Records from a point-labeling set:
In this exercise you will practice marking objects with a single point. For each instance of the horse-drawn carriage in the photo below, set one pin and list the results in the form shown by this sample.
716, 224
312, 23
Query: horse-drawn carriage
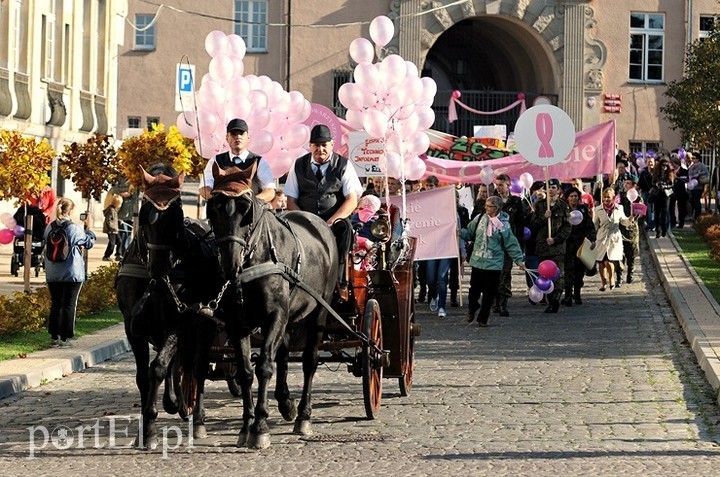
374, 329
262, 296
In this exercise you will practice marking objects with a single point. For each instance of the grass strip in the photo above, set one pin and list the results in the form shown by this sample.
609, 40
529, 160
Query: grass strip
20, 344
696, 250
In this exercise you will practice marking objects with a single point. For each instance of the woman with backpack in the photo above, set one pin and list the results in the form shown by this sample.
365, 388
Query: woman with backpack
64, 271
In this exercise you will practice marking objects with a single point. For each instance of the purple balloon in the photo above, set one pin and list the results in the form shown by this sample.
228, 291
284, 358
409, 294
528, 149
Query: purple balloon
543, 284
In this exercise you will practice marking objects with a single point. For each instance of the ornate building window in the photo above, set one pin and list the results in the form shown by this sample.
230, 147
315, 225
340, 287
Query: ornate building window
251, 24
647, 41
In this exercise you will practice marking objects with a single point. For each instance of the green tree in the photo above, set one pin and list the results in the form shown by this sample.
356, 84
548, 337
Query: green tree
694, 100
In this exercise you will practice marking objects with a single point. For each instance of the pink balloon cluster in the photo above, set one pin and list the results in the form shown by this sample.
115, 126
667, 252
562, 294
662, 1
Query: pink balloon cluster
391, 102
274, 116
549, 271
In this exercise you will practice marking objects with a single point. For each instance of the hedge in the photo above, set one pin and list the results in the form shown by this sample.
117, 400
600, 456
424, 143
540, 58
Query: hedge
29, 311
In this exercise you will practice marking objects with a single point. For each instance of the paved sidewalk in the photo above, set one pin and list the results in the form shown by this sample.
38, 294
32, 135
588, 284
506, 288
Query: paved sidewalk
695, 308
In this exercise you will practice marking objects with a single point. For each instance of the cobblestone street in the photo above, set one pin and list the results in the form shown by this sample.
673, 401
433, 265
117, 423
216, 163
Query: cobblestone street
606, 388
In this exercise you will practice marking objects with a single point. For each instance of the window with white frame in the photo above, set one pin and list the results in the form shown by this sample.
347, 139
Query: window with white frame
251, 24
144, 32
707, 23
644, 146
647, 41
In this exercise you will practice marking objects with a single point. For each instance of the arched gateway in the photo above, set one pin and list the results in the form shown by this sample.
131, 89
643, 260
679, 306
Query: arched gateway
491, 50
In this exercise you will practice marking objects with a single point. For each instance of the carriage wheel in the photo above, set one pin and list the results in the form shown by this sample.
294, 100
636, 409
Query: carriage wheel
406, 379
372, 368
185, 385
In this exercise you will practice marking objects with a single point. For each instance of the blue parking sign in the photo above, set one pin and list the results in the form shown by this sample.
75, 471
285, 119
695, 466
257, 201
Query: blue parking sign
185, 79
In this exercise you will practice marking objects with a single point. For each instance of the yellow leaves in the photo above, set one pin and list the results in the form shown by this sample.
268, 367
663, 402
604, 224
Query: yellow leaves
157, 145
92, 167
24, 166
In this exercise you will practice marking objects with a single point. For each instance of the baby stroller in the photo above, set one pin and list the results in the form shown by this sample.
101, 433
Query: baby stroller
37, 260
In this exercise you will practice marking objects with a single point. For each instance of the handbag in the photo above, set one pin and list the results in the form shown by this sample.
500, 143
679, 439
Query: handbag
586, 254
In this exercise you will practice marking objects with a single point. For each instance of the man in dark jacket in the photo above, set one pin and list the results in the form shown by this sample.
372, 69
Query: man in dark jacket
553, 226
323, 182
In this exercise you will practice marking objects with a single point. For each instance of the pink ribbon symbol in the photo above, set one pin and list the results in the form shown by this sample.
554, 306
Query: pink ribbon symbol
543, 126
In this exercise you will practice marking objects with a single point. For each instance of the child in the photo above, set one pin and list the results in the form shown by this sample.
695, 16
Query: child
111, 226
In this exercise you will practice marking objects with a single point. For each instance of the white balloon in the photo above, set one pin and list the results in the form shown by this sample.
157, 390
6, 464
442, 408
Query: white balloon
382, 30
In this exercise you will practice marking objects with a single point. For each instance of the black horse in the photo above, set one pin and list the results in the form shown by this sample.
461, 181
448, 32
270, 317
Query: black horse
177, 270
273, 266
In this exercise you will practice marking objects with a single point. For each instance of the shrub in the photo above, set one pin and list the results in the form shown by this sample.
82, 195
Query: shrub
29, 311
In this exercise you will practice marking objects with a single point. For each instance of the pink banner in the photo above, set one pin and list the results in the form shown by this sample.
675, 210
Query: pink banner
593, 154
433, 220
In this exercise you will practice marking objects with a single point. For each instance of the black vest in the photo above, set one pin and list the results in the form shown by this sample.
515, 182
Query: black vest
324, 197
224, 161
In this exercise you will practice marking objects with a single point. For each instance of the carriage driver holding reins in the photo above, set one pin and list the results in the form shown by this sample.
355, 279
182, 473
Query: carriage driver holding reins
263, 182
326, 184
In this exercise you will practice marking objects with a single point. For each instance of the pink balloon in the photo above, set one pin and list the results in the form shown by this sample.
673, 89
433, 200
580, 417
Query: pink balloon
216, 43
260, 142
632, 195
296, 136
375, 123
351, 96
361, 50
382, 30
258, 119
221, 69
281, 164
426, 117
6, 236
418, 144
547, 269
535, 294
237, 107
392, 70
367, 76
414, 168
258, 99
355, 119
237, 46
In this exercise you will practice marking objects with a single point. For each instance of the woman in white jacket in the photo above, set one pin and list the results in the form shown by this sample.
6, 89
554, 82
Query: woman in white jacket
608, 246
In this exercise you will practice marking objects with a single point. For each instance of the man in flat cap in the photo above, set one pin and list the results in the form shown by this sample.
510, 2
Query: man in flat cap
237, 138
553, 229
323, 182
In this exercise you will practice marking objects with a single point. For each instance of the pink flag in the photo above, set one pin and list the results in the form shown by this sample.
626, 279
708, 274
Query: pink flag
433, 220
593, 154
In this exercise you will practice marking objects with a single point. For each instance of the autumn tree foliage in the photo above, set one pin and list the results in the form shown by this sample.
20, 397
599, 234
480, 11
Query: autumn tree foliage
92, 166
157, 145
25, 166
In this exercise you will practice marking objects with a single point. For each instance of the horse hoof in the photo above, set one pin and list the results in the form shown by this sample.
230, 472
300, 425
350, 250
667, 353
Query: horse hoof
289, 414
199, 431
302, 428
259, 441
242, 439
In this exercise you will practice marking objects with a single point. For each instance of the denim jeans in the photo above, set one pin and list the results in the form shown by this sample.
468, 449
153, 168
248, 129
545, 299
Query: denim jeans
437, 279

Exercise task:
Rewrite the lines from the one containing "the pink flag" through the end of the records, inclusive, as a JSON list of strings with one string per line. Leave out any blank lines.

Solved exercise:
[
  "In this exercise you will practice marking objects with a single point. For each instance of the pink flag in the photo above, set one pin and list the results in the form shown by this sample.",
  "626, 279",
  "708, 274",
  "Query: pink flag",
  "433, 220",
  "593, 154",
  "In this exercise you will practice marking objects with a single point. For each instance of the autumn tree foliage in the photo above, set one pin and list the results in the form shown by this sample.",
  "20, 397",
  "599, 234",
  "480, 11",
  "Query: autumn tree foliage",
  "92, 166",
  "157, 145",
  "25, 166",
  "In this exercise you will practice marking objects with a single point. For each instance of the horse hoof in the photo above, set one pin and list the results in the form shown by this sample.",
  "230, 472",
  "300, 425",
  "350, 250",
  "667, 353",
  "Query: horse hoof",
  "289, 414",
  "199, 431",
  "302, 428",
  "259, 441",
  "242, 439",
  "In this exercise you will practice marking objects with a single point. For each instance of the denim jeans in the photo above, set one pin and list the results in the form shown by this sample.",
  "468, 449",
  "153, 168",
  "248, 129",
  "545, 299",
  "Query: denim jeans",
  "437, 279"
]